Notre Dame Student Spotlight: Jude Ash

Author: Amy Pracht

Six years ago, Jude Ash, ’17 M.A., stood outside on a dark street in Syria chanting “God, Syria, Freedom.” Today, he is a student completing his master’s degree in peace studies from Notre Dame’s Kroc Institute for International Peace Studies with plans to further his life's work in providing trauma therapy for the people of Syria.

After years of experiencing firsthand the physical and emotional trauma at the hands of the Bashar al-Assad regime — including a month-long stay in an underground Syrian jail for demonstrating — he was determined to re-focus his work on helping Syrians overcome the trauma they have experienced.

“When you are arrested, they send you underground and it truly is underground. I didn’t know if I was ever going to get out,” said Ash, describing both the physical and psychological torture he endured.

After his release from prison, Ash collaborated with a group of Syrian psychologists and created a community-based trauma therapy program, combining evidenced-based trauma therapy intervention techniques into core skills that can be learned in a training workshop. “It was important to use local community members to provide the therapy because they already enjoy considerable trust with the Syrian people,” he said.

Actions to take:
1. Answer these about the Jude Ash profile:
(a) How long did Ash stay in the underground Syrian jail?
(b) What field is Ash's master's degree in?
(c) What group did Ash work with to create the trauma therapy program?
2. Rewrite the Jude Ash profile starting at "Six years ago, Jude" and ending at "torture he endured.", putting "distress" in place of "trauma".
3. Write the next part of the Jude Ash profile, picking up after its last sentence.
The rows have no part in this.

Point-per-instance localization data:
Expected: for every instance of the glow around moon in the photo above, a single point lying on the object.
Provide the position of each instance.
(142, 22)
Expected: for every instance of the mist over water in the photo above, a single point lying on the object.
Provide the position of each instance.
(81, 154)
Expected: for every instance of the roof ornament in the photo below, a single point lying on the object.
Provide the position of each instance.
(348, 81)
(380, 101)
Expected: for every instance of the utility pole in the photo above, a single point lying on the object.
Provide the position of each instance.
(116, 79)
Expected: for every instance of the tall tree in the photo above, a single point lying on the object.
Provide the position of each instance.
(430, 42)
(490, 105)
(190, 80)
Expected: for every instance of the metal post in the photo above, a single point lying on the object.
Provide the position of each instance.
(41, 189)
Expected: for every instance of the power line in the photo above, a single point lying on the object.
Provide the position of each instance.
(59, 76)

Exercise results:
1.
(a) A month.
(b) Peace studies.
(c) A group of Syrian psychologists.

2.
Six years ago, Jude Ash, ’17 M.A., stood outside on a dark street in Syria chanting “God, Syria, Freedom.” Today, he is a student completing his master’s degree in peace studies from Notre Dame’s Kroc Institute for International Peace Studies with plans to further his life's work in providing distress therapy for the people of Syria.

After years of experiencing firsthand the physical and emotional distress at the hands of the Bashar al-Assad regime — including a month-long stay in an underground Syrian jail for demonstrating — he was determined to re-focus his work on helping Syrians overcome the distress they have experienced.

“When you are arrested, they send you underground and it truly is underground. I didn’t know if I was ever going to get out,” said Ash, describing both the physical and psychological torture he endured.

3.
Born in Syria and raised in United Arab Emirates, Ash moved back to Syria in 2005 to earn a degree in electronics and communication engineering. He co-founded a nonprofit organization centered on the Syrian crisis, called the “New Syrian Human.” This organization runs the “She Is Not Alone” project, which aides Syrian female torture-survivors in Turkey by creating business opportunities that provide a sustainable source of income.  In 2015, he also co-founded “The Syrian Pluralistic Nation,” a Syrian sociopolitical movement that mobilizes Syrians through the use of nonviolence towards freedom, dignity, and peace.

Ash believes that his peace studies education has prepared him for an even greater impact on the Syrian people. “The kind of resistance I was, and still am, involved with in Syria is nonviolent resistance,” he said. “Seeing our once nonviolent resistance become more militant as the regime commits war-crimes and the regional powers flood the country with weapons, I became really interested in studying nonviolent social movements and other peacebuilding tools empirically. That’s mainly why I chose the Kroc Institute’s program. I wanted to learn what works, and use it to help my people.”